Activity —
Write out every entry word for word.

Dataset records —
[Start of section]
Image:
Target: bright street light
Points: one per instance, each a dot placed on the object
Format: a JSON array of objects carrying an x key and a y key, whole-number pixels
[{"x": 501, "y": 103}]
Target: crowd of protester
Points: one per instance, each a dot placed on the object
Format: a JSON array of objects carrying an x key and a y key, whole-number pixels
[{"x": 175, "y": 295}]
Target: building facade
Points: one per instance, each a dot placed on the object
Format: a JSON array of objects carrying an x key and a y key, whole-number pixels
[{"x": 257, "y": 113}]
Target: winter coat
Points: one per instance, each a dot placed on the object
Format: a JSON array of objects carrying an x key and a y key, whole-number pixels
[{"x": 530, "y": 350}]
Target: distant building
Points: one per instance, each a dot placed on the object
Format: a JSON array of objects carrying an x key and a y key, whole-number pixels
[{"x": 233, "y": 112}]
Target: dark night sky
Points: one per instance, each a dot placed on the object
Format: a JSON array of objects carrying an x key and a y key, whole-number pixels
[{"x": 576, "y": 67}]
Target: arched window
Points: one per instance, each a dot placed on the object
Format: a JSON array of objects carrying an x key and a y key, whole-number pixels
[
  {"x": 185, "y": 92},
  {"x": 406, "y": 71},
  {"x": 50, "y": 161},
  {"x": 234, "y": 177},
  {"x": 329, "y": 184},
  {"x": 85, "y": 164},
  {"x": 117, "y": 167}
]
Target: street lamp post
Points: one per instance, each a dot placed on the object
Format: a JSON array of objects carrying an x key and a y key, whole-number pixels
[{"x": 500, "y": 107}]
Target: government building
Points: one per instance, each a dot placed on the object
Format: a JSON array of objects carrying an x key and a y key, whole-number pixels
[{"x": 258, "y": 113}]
[End of section]
Written response —
Image:
Target: bright street light
Points: one per instance, each a dot placed on the object
Format: a JSON array of objects carrying an x key and a y key, whole-number pixels
[{"x": 501, "y": 103}]
Target: crowd of protester
Points: one per instance, each a dot placed on the object
Format: a JSON array of objects carrying an x key and a y key, whole-number pixels
[{"x": 175, "y": 295}]
Target: building facade
Points: one per instance, each a dot placed on the object
Format: a JSON array of objects carrying an x key and a y key, whole-number pixels
[{"x": 257, "y": 113}]
Target: winter coat
Points: one per instance, each a dot placed on the object
Format: a JSON array of objects carrying an x key and a y key, whole-number pixels
[{"x": 530, "y": 350}]
Target: distant building
Points: one per instance, each a dot placed on the object
Format: a JSON array of objects carrying an x key and a y key, whole-number pixels
[{"x": 233, "y": 112}]
Target: dark night sky
Points: one per instance, each a dot placed on the object
Format: a JSON array of objects carrying an x key and a y key, whole-number pixels
[{"x": 576, "y": 67}]
Target: arched window
Points: one per instance, each a dot placed on the object
Format: a JSON array of objects carrying an x key and a y key, whole-number pixels
[
  {"x": 185, "y": 92},
  {"x": 406, "y": 71},
  {"x": 50, "y": 161},
  {"x": 234, "y": 177},
  {"x": 329, "y": 184},
  {"x": 85, "y": 164},
  {"x": 117, "y": 167}
]
Target: street lamp post
Points: one per instance, each a dot placed on the object
Format: a JSON array of objects carrying an x key and a y key, whole-number pixels
[{"x": 500, "y": 107}]
Target: government building
Points: one per instance, each a dot placed on the object
Format: a JSON array of objects carrying an x key and a y key, whole-number pixels
[{"x": 258, "y": 113}]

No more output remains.